+++ Material
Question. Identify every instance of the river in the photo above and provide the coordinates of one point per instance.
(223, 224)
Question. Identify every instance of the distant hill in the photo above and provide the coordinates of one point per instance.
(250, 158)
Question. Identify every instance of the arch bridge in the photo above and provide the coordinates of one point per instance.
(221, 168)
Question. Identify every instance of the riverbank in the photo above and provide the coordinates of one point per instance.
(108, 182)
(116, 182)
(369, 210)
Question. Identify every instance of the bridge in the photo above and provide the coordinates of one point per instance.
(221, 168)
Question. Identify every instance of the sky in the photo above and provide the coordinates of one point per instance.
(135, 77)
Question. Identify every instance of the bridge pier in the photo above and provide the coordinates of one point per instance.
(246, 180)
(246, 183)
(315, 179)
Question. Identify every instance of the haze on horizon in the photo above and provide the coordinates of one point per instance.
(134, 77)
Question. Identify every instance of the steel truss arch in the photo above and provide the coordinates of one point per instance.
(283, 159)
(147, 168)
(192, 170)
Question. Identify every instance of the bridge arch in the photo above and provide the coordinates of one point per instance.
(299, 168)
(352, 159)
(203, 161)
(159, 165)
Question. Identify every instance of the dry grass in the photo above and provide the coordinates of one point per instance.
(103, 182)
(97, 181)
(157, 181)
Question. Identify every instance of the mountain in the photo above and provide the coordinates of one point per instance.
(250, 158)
++++++
Reproduce all of the data above without changing a single character.

Question. Identify every instance of the river in the photo above and provide the coordinates of one point per instance.
(223, 224)
Question. Identify every instance of the distant hill in the photo above and provide the coordinates of one point per instance.
(250, 158)
Question. Identify every instance of the arch bridge in the photo above and provide the coordinates of one point per instance.
(221, 168)
Question. Identify every instance of the riverbank in the photo above and provide the coordinates of one point per instance.
(108, 182)
(116, 182)
(369, 210)
Question. Identify every instance of the bridge in the photo above and provide the coordinates of one point per instance.
(221, 168)
Question. Identify every instance of the sky in the photo above and provide the coordinates of one point per instance.
(135, 77)
Question. Identify every instance of the bridge pier in the photo above and provide the coordinates of one point per instance.
(246, 180)
(246, 183)
(315, 179)
Question. Identify every instance of the haze on horizon in the photo above and provide the coordinates of one point per instance.
(134, 77)
Question. Identify every instance of the steel truss arch in the photo above and provide the coordinates of one point per instance.
(283, 159)
(147, 168)
(192, 170)
Question. Identify every instance of the bridge arch in the photo above and provide the coordinates of one point per instance.
(299, 168)
(352, 159)
(203, 161)
(159, 165)
Question. Identify every instance of the dry grass in the photo above and provide the coordinates of one point per instance.
(103, 182)
(97, 181)
(157, 181)
Question. Identify every instance of the mountain in the photo above and provide the coordinates of one point per instance.
(250, 158)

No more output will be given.